Excerpted text:
The strong seasonal pattern in the energy demand is further backed by Figure 3, computed with the data of RTE, which depicts the correlation between energy consumption and temperature. As shown, an average variation of 1 °C during winter over the entire territory led to a variation of around 2500 MW in the peak consumption (equivalent to the average winter consumption of about 2 million homes) [18]. In the summer, the temperature gradient related to air conditioning was approximately 400 MW per °C.

2.1.2. Weather Forecast Data

As explained in [19], the meteorological parameters are the most important independent variables and the main form of input information for the forecast of energy demand. Specifically, temperature plays a fundamental role in the energy demand prediction, since it has a significant and direct effect on energy consumption (please refer to Figure 3). Moreover, different weather parameters are correlated, so the inclusion of more than one may cause multicollinearity [19]. Accordingly, for this paper, temperature was the fundamental input used.

The weather forecast historical data were collected from Action de Recherche Petite Echelle Grande Echelle (ARPEGE), which is the main numerical weather prediction provider over the Europe–Atlantic domain.

As indicated in the ARPEGE documentation [20], the initial conditions of this model were based on four-dimensional variational assimilation (4D-Var) that incorporated very large and varied conventional observations (radio sounding, airplane measurements, ground stations, ships, buoys, etc.) as well as those from remote sensing (Advanced TIROS Operational Vertical Sounder (ATOVS), Special Sensor Microwave Imager Sounder (SSMI/S), Atmospheric Infrared Sounder (AIRS), Infrared Atmospheric Sounding Interferometer (IASI), Cross-Track Infrared Sounder (CRIS), Advanced Technology Microwave Sounder (ATMs), Spinning Enhanced Visible and Infrared Imager (SEVIRI), GPS sol, GPS satellite, etc.).

Although ARPEGE provided multiple forecast data related to weather (pressure, wind, temperature, humidity) with a full resolution of 0.1°, the authors of this paper found that the temperature data with a 1° resolution (as shown in Figure 4) were sufficient for the purpose of energy demand forecasting while maintaining easy-to-handle data sets. This finding is also aligned with the strong correlation of energy demand and temperature described in the preceding Section 2.1.1. Figure 4 shows the pre-processing results after reducing the granularity of the grid from 0.1° to 1°.

A key issue related to weather forecasting was the availability of the data, since the providers released their predictions only at certain moments. In this case, the solution had to be be able to predict the French power demand for the day ahead (D+1) based on the weather forecasts at day D.

As depicted in Figure 5, the power demand forecast model was run at 08.00 every day (D), with the most recent weather forecast information available (released at 00.00), and provided a prediction of the energy demand during day D+1.

2.2. Data Preparation

First, the historical datasets related to the French energy consumption (Section 2.1.1) and forecasted temperature (Section 2.1.2) were pre-processed to eliminate outliers, clean unwanted characters, and filter null data. Then, and as is usual practice when training machine learning models, the resulting data were divided into three datasets: training, validation, and testing.

Data excerpt:
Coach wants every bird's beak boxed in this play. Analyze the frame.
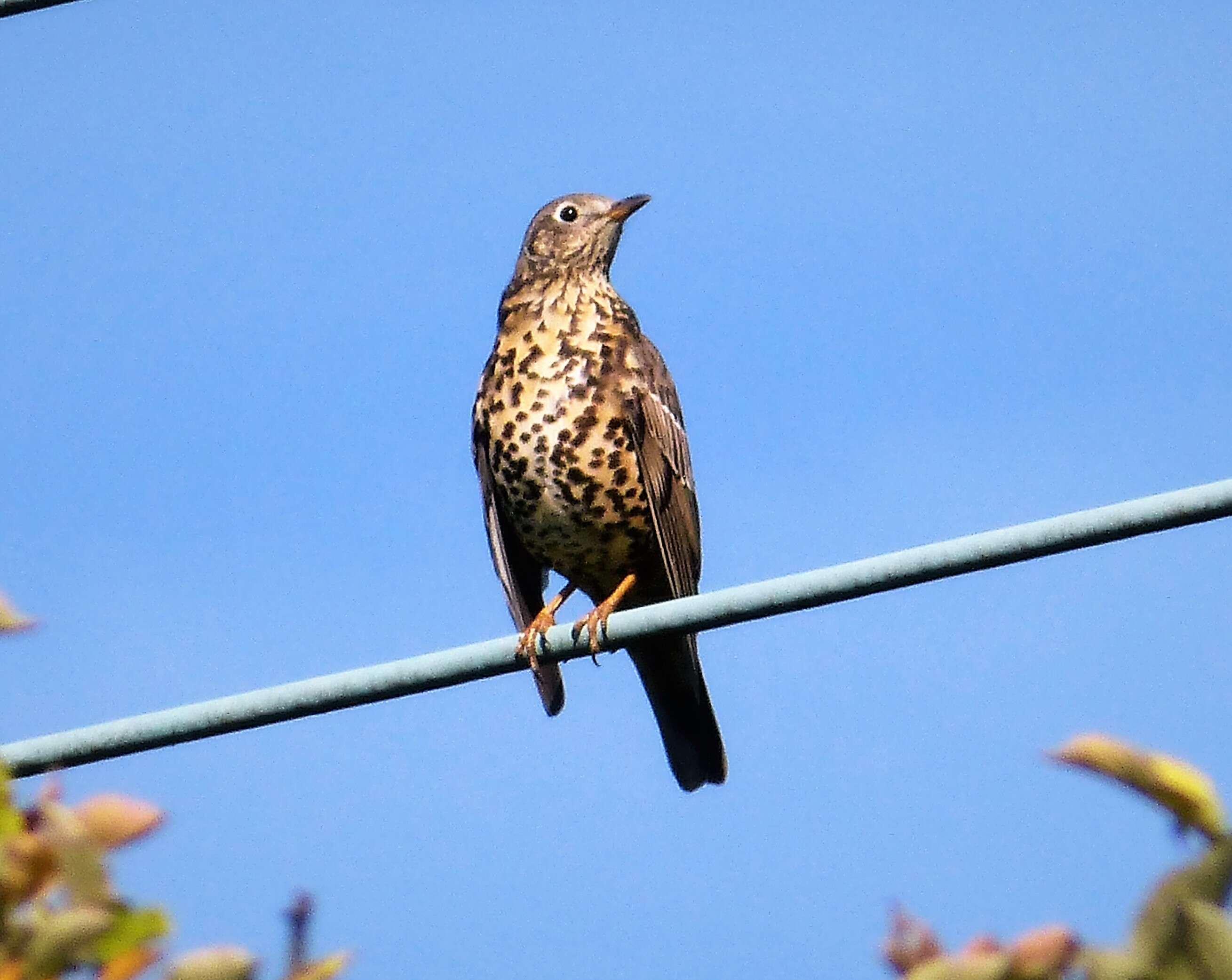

Job 1:
Answer these questions using the energy demand text.
(a) What was the approximate summer temperature gradient related to air conditioning?
(b) At what time each day was the power demand forecast model run?
(c) Into which three datasets were the prepared data divided?
Job 2: Copy word for word the passage of the energy demand text starting at "The weather forecast historical" and ending at "GPS satellite, etc.).".
The lines have no connection to the energy demand text.

Solution 1:
(a) Approximately 400 MW per °C.
(b) At 08.00.
(c) Training, validation, and testing.

Solution 2:
The weather forecast historical data were collected from Action de Recherche Petite Echelle Grande Echelle (ARPEGE), which is the main numerical weather prediction provider over the Europe–Atlantic domain.

As indicated in the ARPEGE documentation [20], the initial conditions of this model were based on four-dimensional variational assimilation (4D-Var) that incorporated very large and varied conventional observations (radio sounding, airplane measurements, ground stations, ships, buoys, etc.) as well as those from remote sensing (Advanced TIROS Operational Vertical Sounder (ATOVS), Special Sensor Microwave Imager Sounder (SSMI/S), Atmospheric Infrared Sounder (AIRS), Infrared Atmospheric Sounding Interferometer (IASI), Cross-Track Infrared Sounder (CRIS), Advanced Technology Microwave Sounder (ATMs), Spinning Enhanced Visible and Infrared Imager (SEVIRI), GPS sol, GPS satellite, etc.).